Find "Question. For every instance of the child's nose" in the material below, then copy that line and every subsequent line to the end, exactly.
-=-=-=-=-
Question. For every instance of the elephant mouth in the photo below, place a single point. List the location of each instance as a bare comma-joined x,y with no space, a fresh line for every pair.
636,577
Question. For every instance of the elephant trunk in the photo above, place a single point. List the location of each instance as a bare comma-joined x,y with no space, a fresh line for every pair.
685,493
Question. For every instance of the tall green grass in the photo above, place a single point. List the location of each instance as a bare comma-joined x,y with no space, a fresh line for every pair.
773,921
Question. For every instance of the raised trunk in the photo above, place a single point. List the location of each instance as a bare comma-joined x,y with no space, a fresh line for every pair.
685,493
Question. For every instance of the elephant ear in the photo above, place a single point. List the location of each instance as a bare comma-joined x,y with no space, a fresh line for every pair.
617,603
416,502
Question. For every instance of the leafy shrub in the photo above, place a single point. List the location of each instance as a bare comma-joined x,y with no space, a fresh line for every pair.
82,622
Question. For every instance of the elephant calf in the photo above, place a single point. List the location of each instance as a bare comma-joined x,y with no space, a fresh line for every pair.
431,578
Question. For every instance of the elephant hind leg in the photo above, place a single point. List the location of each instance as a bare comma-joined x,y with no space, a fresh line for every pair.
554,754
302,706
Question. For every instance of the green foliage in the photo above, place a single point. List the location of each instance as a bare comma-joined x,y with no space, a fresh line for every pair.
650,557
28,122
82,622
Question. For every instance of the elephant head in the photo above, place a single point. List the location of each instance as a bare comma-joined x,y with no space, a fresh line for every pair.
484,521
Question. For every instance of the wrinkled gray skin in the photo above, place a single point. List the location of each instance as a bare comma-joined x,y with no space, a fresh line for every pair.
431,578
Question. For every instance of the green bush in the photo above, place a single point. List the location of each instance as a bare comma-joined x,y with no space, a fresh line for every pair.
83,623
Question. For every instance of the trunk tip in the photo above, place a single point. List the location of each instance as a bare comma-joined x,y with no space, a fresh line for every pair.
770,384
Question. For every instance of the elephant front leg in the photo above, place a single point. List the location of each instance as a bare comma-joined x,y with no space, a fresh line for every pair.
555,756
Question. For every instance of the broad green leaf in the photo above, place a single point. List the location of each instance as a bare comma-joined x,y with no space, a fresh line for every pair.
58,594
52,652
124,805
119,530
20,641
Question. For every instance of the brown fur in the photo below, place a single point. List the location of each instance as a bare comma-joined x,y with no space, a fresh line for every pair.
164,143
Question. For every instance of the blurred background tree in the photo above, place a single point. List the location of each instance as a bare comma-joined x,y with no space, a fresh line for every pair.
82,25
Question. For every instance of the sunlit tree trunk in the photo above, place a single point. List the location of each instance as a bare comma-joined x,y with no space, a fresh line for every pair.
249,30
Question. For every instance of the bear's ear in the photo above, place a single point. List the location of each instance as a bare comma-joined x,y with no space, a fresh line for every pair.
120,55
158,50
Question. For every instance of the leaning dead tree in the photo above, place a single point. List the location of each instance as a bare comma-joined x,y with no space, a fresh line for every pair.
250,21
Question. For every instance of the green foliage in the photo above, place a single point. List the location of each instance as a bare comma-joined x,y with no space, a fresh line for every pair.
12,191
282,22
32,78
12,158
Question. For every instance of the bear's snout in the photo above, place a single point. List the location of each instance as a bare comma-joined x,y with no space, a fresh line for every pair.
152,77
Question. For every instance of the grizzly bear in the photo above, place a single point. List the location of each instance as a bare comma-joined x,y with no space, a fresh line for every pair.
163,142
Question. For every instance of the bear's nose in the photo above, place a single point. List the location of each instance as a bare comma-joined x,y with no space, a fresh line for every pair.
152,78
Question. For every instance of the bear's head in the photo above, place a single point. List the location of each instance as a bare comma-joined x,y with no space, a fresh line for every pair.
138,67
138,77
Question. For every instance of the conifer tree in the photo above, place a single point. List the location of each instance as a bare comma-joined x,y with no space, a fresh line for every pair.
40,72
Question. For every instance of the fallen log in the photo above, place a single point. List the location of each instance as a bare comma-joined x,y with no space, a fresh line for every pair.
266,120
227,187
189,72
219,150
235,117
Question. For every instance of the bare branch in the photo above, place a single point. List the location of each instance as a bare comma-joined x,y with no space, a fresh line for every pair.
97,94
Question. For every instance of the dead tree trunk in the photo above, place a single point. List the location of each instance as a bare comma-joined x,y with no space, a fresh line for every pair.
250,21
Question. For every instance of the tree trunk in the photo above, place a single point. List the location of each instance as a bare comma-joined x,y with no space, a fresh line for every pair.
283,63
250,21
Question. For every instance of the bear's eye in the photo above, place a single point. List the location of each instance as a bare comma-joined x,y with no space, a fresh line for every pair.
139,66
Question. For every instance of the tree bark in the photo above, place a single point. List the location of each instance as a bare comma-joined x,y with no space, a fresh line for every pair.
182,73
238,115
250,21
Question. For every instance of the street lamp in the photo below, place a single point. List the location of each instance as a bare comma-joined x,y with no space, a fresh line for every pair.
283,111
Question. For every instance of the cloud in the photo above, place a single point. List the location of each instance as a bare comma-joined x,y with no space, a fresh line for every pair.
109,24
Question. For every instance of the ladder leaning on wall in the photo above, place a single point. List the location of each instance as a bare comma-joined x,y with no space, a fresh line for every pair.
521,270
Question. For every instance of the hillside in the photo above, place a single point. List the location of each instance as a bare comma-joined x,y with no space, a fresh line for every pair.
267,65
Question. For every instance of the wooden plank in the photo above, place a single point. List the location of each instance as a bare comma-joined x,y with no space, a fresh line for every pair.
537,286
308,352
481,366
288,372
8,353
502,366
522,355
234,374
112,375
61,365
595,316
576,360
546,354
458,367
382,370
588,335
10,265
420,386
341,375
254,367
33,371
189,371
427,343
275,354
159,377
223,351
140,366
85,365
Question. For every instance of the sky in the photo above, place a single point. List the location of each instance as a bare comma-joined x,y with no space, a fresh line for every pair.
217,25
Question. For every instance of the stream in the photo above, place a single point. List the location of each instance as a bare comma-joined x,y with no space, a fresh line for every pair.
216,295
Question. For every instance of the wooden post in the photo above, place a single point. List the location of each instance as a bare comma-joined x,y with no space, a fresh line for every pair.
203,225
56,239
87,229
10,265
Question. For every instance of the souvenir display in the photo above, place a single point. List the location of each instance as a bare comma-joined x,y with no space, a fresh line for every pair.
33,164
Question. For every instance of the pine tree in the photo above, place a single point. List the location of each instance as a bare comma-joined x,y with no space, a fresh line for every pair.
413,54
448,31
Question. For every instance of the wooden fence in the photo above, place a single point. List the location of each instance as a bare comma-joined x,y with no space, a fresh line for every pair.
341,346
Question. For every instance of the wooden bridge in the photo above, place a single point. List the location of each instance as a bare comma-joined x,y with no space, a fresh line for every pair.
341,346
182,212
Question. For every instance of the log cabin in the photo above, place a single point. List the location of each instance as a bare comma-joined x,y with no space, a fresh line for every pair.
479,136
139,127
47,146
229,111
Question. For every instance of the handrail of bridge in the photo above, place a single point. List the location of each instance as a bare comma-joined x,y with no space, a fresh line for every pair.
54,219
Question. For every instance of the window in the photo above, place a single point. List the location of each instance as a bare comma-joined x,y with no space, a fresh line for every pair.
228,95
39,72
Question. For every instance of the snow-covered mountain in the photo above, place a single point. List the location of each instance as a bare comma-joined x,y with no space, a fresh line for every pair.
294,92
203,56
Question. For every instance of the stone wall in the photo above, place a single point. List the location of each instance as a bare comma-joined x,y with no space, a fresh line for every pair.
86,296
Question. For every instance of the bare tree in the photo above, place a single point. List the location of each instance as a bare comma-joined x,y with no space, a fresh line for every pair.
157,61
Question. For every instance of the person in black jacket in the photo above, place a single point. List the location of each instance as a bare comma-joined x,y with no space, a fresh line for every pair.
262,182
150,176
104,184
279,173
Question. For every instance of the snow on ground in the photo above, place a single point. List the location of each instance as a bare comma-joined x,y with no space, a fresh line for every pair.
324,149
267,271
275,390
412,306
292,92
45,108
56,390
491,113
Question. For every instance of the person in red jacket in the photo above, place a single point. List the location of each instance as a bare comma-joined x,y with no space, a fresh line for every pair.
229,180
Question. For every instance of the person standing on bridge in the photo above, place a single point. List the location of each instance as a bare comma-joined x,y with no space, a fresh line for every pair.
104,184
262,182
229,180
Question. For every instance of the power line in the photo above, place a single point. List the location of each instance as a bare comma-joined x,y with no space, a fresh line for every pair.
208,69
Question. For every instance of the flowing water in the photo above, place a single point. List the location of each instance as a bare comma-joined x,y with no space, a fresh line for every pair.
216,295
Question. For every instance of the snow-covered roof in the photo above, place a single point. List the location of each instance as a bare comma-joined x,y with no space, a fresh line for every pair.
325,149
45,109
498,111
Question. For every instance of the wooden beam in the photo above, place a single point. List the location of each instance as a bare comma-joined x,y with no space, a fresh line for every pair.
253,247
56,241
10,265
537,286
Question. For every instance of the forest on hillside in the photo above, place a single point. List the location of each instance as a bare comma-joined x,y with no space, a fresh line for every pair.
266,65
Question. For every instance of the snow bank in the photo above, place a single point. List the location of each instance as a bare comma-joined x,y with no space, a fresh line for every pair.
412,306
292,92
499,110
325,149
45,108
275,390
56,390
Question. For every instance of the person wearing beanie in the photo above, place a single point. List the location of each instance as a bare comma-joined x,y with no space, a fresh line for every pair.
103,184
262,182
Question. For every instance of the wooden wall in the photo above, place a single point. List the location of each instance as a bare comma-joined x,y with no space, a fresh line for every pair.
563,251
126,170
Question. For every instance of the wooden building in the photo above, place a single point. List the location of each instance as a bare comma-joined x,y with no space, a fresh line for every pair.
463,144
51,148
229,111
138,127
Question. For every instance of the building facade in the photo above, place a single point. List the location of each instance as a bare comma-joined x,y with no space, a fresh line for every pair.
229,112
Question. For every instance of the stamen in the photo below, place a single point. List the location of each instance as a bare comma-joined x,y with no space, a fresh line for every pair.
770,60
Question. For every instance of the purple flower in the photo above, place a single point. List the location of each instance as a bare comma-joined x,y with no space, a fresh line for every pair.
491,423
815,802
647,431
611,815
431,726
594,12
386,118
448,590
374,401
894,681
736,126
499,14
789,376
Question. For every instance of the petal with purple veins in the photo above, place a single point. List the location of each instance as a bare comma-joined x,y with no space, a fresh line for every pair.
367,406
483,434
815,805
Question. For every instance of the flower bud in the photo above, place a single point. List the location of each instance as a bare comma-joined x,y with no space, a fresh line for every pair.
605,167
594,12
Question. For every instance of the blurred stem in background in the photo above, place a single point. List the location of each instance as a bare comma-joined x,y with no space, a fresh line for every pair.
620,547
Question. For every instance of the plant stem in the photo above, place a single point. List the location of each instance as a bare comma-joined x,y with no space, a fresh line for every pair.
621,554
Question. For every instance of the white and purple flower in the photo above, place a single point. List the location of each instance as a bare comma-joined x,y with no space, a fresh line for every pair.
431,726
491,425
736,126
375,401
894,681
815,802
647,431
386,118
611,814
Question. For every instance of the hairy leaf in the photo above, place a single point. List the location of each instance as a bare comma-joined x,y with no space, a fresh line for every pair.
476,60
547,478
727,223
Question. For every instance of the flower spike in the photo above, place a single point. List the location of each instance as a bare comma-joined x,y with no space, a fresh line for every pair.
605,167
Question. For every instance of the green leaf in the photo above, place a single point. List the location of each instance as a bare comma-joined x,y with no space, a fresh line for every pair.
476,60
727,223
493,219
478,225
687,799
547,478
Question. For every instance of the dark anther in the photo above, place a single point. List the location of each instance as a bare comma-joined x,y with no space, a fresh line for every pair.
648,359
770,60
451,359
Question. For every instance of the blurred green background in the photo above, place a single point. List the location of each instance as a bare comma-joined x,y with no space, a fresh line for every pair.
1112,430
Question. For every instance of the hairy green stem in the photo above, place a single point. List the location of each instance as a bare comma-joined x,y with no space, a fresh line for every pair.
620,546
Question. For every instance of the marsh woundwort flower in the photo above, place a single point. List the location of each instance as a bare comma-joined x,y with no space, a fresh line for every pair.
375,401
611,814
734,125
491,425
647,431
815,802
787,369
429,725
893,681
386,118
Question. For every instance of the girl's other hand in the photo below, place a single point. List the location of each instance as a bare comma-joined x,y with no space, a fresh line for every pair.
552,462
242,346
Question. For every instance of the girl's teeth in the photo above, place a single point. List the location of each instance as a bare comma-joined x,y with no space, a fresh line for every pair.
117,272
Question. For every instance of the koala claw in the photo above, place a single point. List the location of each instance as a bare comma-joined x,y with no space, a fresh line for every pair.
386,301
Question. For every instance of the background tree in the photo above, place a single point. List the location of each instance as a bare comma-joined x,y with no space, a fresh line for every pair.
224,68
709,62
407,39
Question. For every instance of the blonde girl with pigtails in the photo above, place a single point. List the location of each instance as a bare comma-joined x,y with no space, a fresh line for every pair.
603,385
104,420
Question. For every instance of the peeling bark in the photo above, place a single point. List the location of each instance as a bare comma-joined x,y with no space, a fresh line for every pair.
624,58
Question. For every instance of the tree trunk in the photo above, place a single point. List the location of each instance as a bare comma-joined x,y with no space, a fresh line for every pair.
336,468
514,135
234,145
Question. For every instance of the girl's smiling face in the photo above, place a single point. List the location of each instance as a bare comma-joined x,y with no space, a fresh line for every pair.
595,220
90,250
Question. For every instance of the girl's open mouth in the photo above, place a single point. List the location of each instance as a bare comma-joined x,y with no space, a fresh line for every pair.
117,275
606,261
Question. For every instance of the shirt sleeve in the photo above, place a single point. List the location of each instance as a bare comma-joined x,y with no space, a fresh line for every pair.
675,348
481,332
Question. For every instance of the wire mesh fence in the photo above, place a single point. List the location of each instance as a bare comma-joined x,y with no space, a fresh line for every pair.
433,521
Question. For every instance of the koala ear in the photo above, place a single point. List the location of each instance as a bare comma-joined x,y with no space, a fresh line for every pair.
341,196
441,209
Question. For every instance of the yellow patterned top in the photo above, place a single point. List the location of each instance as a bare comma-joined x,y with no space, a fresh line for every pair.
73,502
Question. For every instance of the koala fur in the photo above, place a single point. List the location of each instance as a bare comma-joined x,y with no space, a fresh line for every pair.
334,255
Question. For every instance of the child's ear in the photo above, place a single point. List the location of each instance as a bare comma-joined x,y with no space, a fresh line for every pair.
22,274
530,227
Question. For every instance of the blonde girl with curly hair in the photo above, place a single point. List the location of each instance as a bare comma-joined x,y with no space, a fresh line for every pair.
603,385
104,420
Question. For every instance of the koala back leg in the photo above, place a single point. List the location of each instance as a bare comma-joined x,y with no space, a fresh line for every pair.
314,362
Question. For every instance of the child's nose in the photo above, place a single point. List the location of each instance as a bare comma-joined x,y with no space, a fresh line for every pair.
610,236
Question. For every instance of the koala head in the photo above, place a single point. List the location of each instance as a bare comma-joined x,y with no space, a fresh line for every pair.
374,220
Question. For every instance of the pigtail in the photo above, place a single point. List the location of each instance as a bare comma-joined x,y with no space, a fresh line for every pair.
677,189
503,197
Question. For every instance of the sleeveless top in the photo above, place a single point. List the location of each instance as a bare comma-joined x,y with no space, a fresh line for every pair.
-=-=-=-=-
• _Answer below_:
Question. For every instance of the child's nose in the photo above, place a single point. List the location of each instance as a bare comma-joined x,y with no space, a fresh line for every pair.
610,236
Question. For every instance of the koala head in the photo above, place a single point. List the location of each instance as a bare comma-joined x,y with no space, a fresh line for every pair.
374,220
Question. For every instance of the pigtail in the photo above, place a single point. List the location of each instance as a bare comma-joined x,y with no space, a fresh line for every pair.
677,189
503,197
Question. For every instance of the sleeveless top in the photo above, place a single point. List the location of each instance as a bare comma-joined x,y with no space, a fresh line for every pair.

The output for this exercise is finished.